DO THIS: Can you copy the records from their start up to and including the line that contains "310 110 L 310", leaving the pictures out of your answer?

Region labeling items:
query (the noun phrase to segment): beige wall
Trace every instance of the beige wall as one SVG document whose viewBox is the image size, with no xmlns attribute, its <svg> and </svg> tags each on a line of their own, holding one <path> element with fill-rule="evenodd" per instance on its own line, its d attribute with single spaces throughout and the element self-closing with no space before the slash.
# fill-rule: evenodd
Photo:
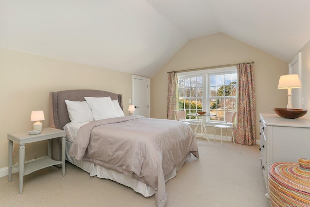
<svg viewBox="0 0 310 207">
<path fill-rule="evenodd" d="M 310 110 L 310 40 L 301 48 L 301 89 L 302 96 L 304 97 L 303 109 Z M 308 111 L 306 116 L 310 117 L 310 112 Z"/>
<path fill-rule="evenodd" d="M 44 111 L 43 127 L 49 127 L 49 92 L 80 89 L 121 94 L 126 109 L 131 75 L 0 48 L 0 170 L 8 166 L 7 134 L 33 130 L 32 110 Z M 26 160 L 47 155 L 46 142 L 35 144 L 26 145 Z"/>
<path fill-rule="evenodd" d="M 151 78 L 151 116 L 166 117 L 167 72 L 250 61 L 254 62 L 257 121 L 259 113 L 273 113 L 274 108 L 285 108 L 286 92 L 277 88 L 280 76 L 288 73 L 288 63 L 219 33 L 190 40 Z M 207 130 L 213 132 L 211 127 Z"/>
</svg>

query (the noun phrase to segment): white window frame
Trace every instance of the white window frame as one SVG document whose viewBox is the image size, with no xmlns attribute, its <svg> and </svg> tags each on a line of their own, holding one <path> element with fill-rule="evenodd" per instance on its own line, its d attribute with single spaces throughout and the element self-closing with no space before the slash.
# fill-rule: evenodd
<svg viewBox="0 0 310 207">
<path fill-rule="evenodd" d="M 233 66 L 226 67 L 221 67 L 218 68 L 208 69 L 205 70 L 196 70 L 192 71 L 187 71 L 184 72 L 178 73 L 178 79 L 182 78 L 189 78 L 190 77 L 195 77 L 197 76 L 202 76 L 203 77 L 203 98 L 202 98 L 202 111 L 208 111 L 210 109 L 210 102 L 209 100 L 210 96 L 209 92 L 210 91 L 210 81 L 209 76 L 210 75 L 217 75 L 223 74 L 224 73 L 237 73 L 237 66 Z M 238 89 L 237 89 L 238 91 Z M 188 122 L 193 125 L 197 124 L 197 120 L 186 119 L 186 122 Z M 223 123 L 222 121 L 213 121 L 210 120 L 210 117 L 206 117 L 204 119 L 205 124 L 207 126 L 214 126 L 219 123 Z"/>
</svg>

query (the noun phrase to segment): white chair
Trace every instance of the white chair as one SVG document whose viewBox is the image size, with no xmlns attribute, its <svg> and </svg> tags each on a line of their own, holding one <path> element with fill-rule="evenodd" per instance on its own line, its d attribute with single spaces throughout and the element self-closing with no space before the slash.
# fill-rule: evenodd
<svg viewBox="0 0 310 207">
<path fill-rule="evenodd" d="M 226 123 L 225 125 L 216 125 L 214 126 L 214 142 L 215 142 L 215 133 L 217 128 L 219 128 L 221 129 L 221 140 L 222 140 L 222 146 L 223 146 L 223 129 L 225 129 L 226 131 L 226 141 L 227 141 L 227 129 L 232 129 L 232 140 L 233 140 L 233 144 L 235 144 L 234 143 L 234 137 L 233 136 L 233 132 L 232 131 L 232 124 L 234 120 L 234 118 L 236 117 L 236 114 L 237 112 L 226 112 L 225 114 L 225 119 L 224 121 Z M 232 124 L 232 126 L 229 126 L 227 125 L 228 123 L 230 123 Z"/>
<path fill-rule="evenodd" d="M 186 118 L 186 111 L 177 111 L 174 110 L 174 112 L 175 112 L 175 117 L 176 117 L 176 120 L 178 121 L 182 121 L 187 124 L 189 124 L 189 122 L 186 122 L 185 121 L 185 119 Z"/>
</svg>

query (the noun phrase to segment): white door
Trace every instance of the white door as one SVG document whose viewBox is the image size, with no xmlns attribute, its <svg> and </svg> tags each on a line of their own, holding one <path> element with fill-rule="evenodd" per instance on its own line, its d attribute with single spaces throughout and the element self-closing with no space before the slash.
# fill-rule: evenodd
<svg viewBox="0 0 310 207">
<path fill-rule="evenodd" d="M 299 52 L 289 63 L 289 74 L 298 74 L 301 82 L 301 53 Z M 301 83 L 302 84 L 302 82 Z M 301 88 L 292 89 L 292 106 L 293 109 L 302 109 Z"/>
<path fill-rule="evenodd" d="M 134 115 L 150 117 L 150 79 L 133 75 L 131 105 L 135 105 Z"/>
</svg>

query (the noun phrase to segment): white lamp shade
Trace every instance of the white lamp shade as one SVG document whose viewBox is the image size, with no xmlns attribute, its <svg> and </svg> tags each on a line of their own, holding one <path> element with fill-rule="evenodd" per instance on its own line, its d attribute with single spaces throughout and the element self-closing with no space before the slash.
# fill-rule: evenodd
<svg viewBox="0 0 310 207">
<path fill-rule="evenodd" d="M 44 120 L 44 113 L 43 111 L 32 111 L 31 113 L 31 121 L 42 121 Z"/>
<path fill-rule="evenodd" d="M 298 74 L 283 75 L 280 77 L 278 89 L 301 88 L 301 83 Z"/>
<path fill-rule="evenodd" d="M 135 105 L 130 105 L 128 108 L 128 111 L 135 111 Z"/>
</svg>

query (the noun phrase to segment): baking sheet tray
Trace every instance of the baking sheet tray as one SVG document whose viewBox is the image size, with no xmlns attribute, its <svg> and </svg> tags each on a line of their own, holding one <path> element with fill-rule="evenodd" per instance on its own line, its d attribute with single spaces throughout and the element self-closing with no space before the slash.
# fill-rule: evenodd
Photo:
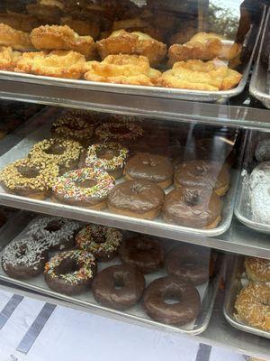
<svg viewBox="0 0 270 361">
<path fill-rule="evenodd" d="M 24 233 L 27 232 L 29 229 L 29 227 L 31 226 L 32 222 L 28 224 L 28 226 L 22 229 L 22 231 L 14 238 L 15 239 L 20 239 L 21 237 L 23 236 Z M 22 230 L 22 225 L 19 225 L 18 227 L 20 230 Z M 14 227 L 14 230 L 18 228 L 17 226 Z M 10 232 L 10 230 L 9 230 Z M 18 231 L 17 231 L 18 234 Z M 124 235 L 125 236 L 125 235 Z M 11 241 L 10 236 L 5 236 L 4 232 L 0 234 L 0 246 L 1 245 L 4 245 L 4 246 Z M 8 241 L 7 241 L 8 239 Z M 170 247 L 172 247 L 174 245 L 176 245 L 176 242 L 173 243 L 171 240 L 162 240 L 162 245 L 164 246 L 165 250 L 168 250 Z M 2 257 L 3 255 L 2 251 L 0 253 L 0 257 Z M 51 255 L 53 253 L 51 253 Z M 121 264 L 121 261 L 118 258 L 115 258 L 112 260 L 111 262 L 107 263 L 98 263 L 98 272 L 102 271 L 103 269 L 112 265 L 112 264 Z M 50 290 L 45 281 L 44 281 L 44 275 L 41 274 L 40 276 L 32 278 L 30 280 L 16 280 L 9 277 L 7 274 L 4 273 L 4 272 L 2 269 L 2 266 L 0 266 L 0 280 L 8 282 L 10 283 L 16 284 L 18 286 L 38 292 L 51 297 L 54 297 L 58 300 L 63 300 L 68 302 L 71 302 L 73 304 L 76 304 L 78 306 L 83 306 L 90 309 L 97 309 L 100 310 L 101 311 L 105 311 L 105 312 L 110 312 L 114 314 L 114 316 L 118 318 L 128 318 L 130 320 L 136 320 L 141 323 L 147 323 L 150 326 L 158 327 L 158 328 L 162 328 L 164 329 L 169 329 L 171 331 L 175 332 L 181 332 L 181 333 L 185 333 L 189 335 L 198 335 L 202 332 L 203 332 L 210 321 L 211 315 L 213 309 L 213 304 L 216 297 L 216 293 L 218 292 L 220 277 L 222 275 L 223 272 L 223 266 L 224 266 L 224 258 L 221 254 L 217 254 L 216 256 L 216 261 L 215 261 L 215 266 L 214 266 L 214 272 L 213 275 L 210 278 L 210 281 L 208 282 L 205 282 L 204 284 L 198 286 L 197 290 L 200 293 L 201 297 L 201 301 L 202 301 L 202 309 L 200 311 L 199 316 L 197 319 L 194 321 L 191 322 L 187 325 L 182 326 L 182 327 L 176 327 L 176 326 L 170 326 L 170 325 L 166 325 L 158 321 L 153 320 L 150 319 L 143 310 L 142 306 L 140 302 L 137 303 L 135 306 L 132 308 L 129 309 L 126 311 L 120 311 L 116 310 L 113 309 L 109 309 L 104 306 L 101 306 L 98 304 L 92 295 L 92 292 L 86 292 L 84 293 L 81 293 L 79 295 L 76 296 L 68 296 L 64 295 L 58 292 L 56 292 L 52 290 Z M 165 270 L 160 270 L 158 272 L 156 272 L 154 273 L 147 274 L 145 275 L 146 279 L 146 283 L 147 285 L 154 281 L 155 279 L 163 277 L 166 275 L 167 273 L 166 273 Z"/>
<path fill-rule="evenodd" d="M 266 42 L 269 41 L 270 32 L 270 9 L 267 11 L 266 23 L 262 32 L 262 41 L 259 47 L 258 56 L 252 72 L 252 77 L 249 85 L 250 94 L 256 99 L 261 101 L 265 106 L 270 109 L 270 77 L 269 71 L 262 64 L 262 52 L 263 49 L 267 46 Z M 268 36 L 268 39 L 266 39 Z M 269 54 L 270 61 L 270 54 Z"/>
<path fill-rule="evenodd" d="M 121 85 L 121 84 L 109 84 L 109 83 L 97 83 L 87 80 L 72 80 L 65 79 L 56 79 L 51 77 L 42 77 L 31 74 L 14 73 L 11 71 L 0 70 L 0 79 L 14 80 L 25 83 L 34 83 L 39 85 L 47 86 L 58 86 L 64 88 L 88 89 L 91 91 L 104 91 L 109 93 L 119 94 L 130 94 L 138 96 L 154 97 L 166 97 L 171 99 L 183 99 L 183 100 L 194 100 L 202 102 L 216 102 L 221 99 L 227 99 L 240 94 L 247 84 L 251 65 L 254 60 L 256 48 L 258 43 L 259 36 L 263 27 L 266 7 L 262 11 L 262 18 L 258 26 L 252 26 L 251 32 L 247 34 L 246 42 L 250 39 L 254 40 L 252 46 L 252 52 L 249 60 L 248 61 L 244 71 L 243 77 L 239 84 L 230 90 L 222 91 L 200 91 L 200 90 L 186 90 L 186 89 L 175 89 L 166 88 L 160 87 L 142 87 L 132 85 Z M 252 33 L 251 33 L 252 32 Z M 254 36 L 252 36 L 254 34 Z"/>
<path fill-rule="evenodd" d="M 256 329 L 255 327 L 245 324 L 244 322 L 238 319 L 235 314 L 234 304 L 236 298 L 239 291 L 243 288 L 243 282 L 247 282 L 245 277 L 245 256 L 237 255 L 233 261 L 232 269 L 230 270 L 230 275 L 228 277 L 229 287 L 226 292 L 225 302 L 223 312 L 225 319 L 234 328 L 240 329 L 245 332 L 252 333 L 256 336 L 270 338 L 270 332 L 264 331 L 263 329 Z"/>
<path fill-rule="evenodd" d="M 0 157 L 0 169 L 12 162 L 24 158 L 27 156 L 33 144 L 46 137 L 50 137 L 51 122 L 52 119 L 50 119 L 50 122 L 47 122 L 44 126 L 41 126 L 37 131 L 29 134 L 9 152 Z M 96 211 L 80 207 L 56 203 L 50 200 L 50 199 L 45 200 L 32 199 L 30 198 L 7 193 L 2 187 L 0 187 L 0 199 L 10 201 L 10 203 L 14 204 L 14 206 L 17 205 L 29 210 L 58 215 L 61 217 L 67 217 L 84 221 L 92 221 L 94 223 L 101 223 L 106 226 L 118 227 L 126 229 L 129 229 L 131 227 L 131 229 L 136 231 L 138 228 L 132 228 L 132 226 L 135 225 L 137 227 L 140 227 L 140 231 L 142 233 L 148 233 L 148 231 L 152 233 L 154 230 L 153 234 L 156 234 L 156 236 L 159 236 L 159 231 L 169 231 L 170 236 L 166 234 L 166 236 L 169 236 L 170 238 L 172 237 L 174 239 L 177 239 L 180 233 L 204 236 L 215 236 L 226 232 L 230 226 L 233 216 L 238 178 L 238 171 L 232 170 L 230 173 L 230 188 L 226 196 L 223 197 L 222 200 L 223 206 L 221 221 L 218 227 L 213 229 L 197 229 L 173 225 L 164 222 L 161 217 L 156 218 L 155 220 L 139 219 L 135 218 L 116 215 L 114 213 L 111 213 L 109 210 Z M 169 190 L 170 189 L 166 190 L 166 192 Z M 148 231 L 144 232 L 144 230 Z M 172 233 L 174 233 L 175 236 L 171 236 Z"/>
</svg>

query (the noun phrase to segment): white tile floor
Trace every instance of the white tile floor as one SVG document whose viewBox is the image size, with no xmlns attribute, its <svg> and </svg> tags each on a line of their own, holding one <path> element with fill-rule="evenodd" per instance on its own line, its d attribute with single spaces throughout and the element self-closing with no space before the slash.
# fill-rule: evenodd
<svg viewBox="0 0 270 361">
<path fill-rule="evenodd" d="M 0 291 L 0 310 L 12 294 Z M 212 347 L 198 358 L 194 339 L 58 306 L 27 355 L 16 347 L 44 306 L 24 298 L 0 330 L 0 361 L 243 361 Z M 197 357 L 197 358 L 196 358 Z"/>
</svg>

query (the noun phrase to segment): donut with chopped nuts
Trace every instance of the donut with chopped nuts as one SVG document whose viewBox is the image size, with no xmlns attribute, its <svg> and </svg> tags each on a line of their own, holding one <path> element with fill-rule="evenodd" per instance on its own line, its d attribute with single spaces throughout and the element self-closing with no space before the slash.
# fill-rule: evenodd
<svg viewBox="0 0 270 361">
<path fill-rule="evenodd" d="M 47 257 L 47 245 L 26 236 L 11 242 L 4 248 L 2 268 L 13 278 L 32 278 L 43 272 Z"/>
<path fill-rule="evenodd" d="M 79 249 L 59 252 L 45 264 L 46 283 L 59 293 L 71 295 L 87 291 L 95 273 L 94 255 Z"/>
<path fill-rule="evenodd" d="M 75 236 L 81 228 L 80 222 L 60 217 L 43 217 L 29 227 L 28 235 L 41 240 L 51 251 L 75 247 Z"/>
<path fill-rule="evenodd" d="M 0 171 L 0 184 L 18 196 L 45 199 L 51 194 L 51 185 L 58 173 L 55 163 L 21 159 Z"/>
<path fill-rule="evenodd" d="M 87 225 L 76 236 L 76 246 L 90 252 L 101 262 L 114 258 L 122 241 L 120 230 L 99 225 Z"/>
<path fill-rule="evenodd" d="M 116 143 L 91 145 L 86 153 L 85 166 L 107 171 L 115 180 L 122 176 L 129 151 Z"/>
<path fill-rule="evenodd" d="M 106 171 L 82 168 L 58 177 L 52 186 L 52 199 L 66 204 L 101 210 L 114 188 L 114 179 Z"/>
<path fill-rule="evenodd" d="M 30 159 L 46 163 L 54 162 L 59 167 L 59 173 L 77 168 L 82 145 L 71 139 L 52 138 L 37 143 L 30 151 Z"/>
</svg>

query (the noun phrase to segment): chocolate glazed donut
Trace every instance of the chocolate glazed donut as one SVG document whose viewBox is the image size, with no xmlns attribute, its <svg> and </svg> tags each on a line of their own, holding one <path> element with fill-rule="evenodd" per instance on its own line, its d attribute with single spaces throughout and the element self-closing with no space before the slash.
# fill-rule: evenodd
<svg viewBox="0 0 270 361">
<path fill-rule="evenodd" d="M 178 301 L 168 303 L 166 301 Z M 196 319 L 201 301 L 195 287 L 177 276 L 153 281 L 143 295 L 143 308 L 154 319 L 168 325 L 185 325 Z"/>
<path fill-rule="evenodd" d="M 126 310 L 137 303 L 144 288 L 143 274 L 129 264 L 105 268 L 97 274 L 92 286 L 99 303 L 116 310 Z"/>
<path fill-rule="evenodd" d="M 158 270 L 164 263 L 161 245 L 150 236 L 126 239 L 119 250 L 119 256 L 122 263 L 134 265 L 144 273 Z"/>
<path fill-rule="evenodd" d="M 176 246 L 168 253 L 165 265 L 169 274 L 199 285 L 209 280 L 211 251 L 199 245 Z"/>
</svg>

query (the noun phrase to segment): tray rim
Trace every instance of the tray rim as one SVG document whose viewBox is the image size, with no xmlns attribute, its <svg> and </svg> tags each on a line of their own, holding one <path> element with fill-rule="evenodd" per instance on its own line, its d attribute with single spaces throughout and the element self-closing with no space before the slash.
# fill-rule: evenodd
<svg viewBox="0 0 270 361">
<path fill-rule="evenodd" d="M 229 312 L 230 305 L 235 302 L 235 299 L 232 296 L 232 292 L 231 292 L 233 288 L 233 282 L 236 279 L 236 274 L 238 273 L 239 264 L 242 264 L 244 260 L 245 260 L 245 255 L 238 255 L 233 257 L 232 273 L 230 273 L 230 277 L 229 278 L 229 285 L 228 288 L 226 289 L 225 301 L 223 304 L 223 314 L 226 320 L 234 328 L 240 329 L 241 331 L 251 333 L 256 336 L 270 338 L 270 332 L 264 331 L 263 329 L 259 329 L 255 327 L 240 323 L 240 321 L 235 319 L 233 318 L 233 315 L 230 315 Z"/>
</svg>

TASK ANSWER:
query (the noun phrase to segment): beige wall
Trace every instance of the beige wall as one SVG document whose viewBox is the image size, with no xmlns attribute, its <svg> and </svg> tags each on a line of their own, holding one <path> element with fill-rule="evenodd" per instance on its own line, its d attribute with single spaces throughout and the element self-closing with no space before the slash.
# fill-rule: evenodd
Photo:
<svg viewBox="0 0 310 207">
<path fill-rule="evenodd" d="M 310 110 L 310 40 L 301 48 L 301 89 L 302 96 L 304 97 L 303 109 Z M 308 111 L 306 116 L 310 117 L 310 112 Z"/>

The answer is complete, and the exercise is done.